## TASK TO COMPLETE
If "instance" shows up in a line of the material, return that line.
BEGIN DATA FOR ANALYSIS
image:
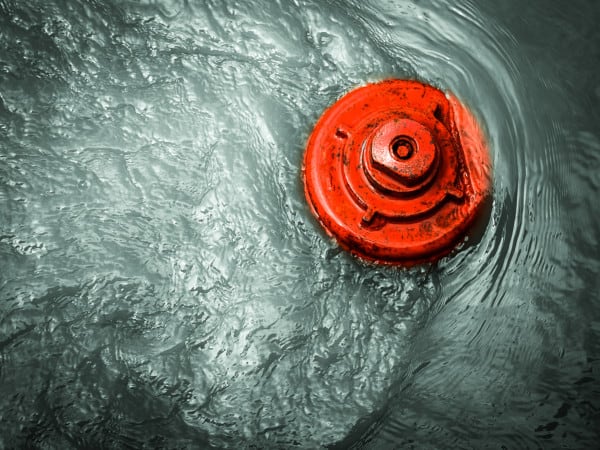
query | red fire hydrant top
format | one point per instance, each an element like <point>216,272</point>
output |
END DATA FOR ANALYSIS
BEGIN DATA FOR ANALYSIS
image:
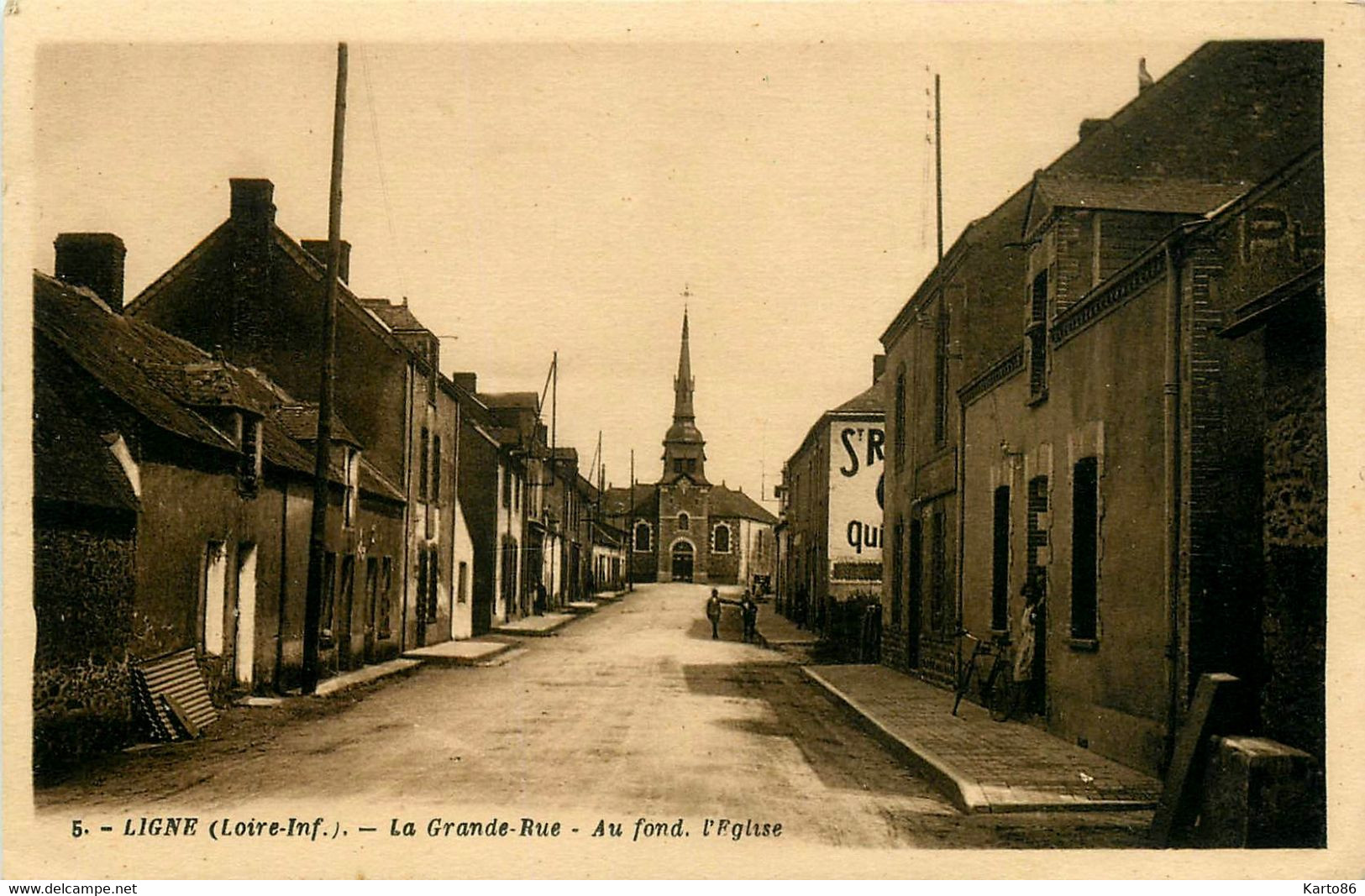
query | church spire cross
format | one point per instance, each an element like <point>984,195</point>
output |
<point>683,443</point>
END DATA FOR ANALYSIS
## TASK SOLUTION
format | one point per instance, each an element like <point>216,272</point>
format | one point per instance, each an element like <point>984,195</point>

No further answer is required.